• **ENTRIES SUPPLIED**
☆ ☆ ☆ ☆ ☆

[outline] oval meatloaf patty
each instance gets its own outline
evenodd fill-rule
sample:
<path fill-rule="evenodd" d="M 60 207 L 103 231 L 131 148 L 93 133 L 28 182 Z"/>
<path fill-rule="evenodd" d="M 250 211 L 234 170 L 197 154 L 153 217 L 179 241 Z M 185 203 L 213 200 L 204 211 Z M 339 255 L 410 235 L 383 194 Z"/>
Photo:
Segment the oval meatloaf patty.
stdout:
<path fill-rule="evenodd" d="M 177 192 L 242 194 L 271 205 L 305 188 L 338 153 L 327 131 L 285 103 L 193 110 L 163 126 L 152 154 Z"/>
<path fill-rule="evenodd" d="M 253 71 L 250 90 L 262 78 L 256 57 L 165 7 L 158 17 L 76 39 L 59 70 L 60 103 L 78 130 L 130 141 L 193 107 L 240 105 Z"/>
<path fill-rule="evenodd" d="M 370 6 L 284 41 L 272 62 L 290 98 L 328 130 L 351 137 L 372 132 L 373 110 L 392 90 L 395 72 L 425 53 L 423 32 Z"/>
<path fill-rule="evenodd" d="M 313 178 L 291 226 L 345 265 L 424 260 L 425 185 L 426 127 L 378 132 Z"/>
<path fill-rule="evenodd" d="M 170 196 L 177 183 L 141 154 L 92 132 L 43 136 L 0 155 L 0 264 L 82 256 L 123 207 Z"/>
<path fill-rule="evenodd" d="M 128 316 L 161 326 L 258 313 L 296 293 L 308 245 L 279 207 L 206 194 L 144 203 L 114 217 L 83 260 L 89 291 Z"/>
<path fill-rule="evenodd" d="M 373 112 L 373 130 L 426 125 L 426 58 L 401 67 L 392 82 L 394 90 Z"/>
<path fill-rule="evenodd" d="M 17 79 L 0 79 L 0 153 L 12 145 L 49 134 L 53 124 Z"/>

☆ ☆ ☆ ☆ ☆

• **DIRECTIONS**
Rewrite all the items above, putting "meatloaf slice" wherever "oval meatloaf patty" appears and leaving every other line as it is.

• **FINISHED EXERCISE**
[outline] meatloaf slice
each instance gets its own outline
evenodd fill-rule
sample:
<path fill-rule="evenodd" d="M 60 207 L 103 231 L 131 148 L 93 133 L 28 182 Z"/>
<path fill-rule="evenodd" d="M 250 211 L 234 170 L 197 154 L 153 217 L 179 241 Z M 185 203 L 213 200 L 204 211 Z M 339 255 L 410 235 L 383 194 Z"/>
Photo:
Segment the meatloaf slice.
stdout:
<path fill-rule="evenodd" d="M 177 192 L 242 194 L 271 205 L 305 188 L 338 153 L 327 131 L 285 103 L 193 110 L 163 126 L 152 154 Z"/>
<path fill-rule="evenodd" d="M 253 71 L 250 90 L 262 78 L 256 57 L 165 7 L 158 17 L 76 39 L 59 70 L 60 103 L 78 130 L 130 141 L 193 107 L 240 105 Z"/>
<path fill-rule="evenodd" d="M 370 6 L 284 41 L 272 62 L 290 98 L 328 130 L 351 137 L 372 132 L 373 110 L 392 90 L 395 72 L 425 53 L 423 32 Z"/>
<path fill-rule="evenodd" d="M 313 178 L 291 226 L 345 265 L 424 260 L 425 185 L 426 127 L 378 132 Z"/>
<path fill-rule="evenodd" d="M 170 196 L 177 183 L 141 154 L 92 132 L 43 136 L 0 155 L 0 264 L 82 256 L 123 207 Z"/>
<path fill-rule="evenodd" d="M 128 316 L 161 326 L 258 313 L 296 293 L 308 245 L 279 207 L 206 194 L 144 203 L 114 217 L 83 260 L 89 291 Z"/>
<path fill-rule="evenodd" d="M 373 112 L 373 130 L 426 125 L 426 58 L 401 67 L 392 82 L 394 90 Z"/>
<path fill-rule="evenodd" d="M 17 79 L 0 79 L 0 153 L 12 145 L 49 134 L 53 124 Z"/>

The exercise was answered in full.